**About this task**
Please work out how many lines in the data below hold the word "floor", and state only the number.

**Saved entries**

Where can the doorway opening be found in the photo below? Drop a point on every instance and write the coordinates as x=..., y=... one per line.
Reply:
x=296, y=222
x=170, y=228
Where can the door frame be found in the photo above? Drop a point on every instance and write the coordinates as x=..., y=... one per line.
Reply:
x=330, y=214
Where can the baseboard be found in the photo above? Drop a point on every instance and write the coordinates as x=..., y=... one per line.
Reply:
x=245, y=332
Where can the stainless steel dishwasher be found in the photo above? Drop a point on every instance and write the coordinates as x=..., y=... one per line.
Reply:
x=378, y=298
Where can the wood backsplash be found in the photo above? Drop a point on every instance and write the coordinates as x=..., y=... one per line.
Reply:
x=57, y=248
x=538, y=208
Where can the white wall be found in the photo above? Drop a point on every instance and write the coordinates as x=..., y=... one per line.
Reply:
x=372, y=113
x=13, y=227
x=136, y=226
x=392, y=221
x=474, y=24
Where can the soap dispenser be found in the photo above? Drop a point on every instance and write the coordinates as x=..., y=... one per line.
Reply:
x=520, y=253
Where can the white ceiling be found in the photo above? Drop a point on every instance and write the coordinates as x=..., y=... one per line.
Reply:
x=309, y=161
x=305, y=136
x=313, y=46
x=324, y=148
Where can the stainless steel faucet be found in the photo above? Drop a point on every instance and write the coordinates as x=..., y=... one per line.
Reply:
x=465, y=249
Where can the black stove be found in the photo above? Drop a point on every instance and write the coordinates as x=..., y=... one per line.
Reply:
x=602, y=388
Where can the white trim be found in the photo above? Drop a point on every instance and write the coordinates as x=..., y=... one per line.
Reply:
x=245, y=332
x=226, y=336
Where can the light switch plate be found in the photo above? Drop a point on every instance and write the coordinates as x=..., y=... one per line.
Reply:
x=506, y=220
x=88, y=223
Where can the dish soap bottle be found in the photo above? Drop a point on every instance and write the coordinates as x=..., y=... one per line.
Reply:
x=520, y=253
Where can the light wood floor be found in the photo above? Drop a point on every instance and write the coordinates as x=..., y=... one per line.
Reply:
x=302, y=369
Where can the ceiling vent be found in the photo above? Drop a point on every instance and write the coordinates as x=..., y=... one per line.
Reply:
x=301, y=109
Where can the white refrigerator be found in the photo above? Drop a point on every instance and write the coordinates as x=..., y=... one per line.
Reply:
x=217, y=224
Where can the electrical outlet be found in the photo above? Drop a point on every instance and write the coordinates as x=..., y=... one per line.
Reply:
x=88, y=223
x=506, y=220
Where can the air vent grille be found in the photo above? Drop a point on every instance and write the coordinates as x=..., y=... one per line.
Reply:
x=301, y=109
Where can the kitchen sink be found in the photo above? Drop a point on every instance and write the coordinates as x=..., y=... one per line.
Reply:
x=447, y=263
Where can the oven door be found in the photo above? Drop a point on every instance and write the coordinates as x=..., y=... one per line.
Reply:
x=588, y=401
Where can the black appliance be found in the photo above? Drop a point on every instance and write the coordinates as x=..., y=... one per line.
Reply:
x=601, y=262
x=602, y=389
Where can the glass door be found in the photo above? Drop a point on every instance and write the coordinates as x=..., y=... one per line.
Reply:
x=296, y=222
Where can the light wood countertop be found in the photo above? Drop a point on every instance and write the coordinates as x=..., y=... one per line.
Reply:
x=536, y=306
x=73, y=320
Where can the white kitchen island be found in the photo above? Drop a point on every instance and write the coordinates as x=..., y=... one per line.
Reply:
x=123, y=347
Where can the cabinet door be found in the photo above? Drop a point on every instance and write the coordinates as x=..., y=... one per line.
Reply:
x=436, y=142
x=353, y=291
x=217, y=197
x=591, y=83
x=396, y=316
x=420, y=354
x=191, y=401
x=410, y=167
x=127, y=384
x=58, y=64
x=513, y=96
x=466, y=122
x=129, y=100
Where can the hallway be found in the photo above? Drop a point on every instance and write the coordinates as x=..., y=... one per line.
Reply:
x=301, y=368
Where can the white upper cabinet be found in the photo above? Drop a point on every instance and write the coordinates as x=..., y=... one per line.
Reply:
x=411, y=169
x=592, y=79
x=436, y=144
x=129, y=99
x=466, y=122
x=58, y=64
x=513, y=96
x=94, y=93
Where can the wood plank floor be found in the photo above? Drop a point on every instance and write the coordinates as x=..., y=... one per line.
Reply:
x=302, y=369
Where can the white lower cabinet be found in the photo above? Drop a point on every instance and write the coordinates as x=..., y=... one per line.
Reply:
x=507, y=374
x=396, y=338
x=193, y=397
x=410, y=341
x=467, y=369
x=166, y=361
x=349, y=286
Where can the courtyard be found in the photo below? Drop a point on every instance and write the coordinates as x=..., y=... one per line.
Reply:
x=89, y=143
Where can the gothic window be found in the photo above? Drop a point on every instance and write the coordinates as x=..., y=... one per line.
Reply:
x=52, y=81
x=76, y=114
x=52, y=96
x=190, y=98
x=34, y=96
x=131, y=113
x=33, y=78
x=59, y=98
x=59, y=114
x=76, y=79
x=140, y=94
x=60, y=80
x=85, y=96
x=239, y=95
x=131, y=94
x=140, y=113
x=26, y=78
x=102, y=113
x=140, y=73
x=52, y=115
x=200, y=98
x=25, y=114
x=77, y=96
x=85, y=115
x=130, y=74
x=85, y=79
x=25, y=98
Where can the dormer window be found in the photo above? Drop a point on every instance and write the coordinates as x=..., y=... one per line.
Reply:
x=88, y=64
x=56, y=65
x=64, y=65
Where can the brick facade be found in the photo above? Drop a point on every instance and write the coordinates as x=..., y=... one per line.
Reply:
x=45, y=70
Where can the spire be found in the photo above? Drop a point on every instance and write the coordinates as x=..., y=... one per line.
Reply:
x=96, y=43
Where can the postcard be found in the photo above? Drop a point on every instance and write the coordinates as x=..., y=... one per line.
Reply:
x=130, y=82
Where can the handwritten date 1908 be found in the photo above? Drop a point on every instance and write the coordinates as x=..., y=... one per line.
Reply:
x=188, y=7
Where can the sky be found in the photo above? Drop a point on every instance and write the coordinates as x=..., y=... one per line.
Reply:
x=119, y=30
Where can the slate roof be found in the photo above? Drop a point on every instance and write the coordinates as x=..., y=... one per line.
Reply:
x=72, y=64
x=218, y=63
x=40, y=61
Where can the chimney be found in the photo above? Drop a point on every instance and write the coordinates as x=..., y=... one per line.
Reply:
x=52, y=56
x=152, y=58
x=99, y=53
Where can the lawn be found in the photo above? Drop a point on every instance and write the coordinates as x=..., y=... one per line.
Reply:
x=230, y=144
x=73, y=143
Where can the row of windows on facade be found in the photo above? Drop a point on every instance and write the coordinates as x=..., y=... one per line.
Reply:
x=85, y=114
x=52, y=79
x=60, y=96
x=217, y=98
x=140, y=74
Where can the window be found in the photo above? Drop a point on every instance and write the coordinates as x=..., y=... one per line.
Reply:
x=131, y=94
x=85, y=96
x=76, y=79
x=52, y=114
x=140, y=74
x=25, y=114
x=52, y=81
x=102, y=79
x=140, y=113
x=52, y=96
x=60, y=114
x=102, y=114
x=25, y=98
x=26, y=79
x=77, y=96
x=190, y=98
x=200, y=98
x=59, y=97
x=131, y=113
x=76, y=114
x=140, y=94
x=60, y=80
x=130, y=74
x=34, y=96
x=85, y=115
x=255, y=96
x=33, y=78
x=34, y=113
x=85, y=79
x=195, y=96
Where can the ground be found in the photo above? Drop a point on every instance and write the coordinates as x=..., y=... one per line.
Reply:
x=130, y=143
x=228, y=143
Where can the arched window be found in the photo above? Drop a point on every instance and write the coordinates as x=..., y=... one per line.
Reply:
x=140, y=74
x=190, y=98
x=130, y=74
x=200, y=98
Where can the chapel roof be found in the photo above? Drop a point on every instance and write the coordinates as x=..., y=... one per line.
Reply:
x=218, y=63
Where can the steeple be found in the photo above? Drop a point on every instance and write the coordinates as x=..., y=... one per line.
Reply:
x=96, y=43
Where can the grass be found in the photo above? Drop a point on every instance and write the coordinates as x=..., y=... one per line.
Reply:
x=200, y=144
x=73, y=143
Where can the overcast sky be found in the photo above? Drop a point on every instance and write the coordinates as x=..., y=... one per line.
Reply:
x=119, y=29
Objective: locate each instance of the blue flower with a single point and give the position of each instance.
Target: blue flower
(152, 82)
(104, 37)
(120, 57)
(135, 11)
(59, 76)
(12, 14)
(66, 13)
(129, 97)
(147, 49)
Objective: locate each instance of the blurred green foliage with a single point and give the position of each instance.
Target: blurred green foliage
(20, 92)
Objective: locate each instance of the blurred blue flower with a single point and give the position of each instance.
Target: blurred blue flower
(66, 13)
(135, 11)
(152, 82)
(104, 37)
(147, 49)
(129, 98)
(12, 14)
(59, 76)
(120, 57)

**Finished task**
2